Please quote exactly the opening lines of the data, from the first line to the one where "Guideline: one marker per instance of the yellow" appears.

= = = = =

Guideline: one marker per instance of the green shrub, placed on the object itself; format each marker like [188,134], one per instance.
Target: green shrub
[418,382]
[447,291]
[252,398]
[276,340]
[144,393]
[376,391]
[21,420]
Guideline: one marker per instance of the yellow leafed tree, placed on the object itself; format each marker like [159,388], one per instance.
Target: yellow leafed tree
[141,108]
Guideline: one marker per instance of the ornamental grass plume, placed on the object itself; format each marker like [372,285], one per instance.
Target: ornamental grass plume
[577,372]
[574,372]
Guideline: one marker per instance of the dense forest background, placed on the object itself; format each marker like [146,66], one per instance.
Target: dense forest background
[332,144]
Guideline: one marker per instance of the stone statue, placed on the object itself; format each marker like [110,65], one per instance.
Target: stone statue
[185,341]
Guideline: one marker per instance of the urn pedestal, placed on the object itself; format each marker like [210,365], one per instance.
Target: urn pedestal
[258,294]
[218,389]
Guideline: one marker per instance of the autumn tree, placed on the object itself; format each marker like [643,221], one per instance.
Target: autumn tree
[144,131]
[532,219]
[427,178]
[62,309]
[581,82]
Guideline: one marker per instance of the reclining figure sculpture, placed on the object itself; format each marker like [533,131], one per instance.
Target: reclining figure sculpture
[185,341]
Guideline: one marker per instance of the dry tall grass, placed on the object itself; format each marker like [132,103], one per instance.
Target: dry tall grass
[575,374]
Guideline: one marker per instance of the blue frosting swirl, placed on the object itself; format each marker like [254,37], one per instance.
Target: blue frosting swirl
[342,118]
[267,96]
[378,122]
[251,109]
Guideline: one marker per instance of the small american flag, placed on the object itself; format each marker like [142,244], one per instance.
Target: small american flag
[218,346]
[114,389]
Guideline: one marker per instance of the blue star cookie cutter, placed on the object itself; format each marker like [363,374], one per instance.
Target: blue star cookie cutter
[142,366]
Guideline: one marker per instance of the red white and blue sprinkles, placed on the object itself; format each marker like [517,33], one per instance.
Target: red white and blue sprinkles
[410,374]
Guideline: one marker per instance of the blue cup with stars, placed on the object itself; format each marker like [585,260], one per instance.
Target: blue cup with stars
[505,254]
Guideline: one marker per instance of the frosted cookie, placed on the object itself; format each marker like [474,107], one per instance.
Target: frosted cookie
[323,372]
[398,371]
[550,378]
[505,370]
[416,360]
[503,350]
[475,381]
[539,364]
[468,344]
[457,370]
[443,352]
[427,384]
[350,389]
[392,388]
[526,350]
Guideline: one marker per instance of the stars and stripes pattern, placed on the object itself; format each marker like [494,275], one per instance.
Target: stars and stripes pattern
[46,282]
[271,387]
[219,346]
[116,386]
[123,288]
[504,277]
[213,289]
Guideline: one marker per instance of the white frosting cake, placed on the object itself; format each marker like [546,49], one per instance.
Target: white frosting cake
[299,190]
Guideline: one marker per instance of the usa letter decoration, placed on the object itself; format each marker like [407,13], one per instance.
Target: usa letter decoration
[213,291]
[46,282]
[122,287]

= = = = =

» ANSWER FOR THIS EXERCISE
Guideline: one marker per instance of the green shrub, placed on the object itself; format each marker like [188,134], one per instance.
Target: green shrub
[418,382]
[447,291]
[252,398]
[276,340]
[144,393]
[376,391]
[21,420]
Guideline: one marker per instance of the yellow leafed tree, placed on the object itself; format each marker like [159,388], one per instance.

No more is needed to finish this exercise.